Collected data
- - -

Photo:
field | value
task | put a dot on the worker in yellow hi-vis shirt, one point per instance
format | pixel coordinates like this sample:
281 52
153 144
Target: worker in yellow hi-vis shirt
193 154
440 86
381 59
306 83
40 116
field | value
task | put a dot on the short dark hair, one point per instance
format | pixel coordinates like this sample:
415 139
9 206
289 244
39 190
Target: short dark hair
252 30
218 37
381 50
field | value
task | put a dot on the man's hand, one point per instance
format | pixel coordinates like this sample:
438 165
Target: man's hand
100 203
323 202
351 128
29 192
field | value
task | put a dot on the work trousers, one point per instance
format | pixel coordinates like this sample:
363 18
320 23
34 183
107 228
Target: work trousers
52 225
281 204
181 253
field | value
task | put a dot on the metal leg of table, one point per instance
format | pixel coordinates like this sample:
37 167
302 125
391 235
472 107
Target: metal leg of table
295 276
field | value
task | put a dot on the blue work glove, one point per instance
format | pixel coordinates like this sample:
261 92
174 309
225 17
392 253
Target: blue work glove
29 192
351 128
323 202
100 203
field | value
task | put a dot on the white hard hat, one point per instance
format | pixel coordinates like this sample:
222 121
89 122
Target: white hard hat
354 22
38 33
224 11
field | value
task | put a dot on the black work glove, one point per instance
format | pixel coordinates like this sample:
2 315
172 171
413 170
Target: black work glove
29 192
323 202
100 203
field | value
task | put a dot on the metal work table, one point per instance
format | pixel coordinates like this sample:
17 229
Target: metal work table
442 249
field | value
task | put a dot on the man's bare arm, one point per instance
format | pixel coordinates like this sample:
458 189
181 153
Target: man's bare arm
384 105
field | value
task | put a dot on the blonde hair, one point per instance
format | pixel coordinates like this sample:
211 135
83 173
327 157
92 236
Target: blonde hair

- - -

§ What is being asked: Provide an exact reproduction of all the entries shown above.

§ Answer box:
Photo:
field | value
task | put a dot on the worker in yellow hi-vis shirt, one point per instance
format | pixel coordinates like this sample:
281 52
153 144
Target: worker in yellow hi-vis shirt
193 154
440 86
381 59
306 83
40 116
field | value
task | put a dot on the short dark hair, one point per instance
format | pixel coordinates like this sample:
415 139
9 206
289 244
39 190
Target: short dark hair
252 30
218 37
381 50
field | value
task | put a dot on the man's hand, one point per instance
format | pixel coordinates like this sample:
438 165
Target: man's hand
100 203
323 202
351 128
29 192
field | value
task | put a dot on the work trousers, one point per instance
format | pixel coordinates like this sample:
363 18
320 23
34 183
107 228
Target: work trousers
52 225
281 204
181 253
field | value
task | put a dot on the metal leg of table, one point per instance
format | pixel coordinates like this sample:
37 167
302 125
391 235
472 107
Target: metal leg of table
295 276
field | value
task | put a dot on the blue work glove, one point per instance
format | pixel coordinates like this sample:
261 92
174 309
225 17
392 253
Target: blue work glove
29 192
351 128
323 202
100 203
field | value
task | put a dot on the white hard hat, one point per instance
format | pixel coordinates like this sample:
222 121
89 122
Target: white hard hat
354 22
38 33
224 11
field | value
task | put a dot on the black work glove, one point per instance
format | pixel coordinates like this sample:
2 315
172 171
413 170
Target: black work glove
29 192
323 202
100 203
field | value
task | put a dot on the metal work table, one point per instance
format | pixel coordinates like this sample:
17 229
Target: metal work table
442 249
field | value
task | put a dot on the man's bare arm, one point per instance
format | pixel coordinates like this sample:
458 189
181 153
Target: man's bare arm
384 105
field | value
task | put a dot on the blonde hair, one point per instance
format | pixel coordinates like this sample:
211 135
83 173
327 157
92 236
Target: blonde hair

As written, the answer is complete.